* [EXERCISE DIRECTIONS]: Print out each record below, unaltered and complete, without its images.

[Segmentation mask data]
⟨

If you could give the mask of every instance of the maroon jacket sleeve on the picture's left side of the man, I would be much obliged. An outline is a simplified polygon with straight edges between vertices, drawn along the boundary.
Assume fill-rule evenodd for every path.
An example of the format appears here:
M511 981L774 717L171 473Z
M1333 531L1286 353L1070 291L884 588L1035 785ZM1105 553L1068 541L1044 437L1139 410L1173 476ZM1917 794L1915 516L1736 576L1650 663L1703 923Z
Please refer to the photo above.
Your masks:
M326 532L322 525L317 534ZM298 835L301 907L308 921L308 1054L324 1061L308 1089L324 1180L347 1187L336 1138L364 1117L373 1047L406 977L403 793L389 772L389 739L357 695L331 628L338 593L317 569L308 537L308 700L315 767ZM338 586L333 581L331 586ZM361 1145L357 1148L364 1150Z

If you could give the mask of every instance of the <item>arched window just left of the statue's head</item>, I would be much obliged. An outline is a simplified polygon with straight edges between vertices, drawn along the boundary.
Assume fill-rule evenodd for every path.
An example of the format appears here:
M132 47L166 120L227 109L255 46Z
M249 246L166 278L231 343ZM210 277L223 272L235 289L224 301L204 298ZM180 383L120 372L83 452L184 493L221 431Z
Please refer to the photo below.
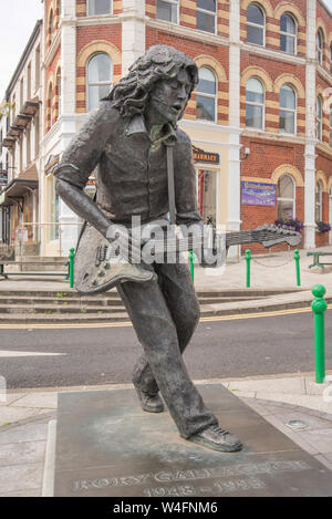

⟩

* [RESPONSE FOR THIS EXERCISE]:
If you could give the mask of every instance of the maroon jacket sleeve on the picture's left side of the man, I would be much obliged. An outline is a simplified polygon with straight edges between vertices, drawn along the boundary.
Assume fill-rule evenodd for every path.
An example of the format appears here:
M511 981L774 717L171 473Z
M1333 531L1286 353L1070 291L884 588L1035 785ZM1105 553L1068 541L1044 437L1139 410L1173 476ZM1917 794L1915 516L1736 576L1650 663L1703 923Z
Please refer to the photo above.
Your masks:
M326 532L322 525L317 534ZM298 835L301 907L308 921L308 1054L324 1061L308 1089L324 1180L347 1187L336 1138L364 1117L373 1047L406 977L403 793L389 772L389 739L357 695L331 628L338 593L317 569L308 537L308 700L315 767ZM338 586L333 581L331 586ZM361 1145L357 1148L364 1150Z

If you could give the mask of every instance of the <item>arched window just left of the statue's head</item>, I would be much obliged. An outline is a simplified polygon with straight edges between vertices, drawn along the boundary.
Assume fill-rule evenodd for every path.
An example of the format appears here:
M132 47L166 120L227 109L255 46Z
M249 246L166 278L231 343ZM210 277L223 272L235 289L224 301L204 298ZM180 383L120 372L83 452L184 493L221 431Z
Please refer to the photo below.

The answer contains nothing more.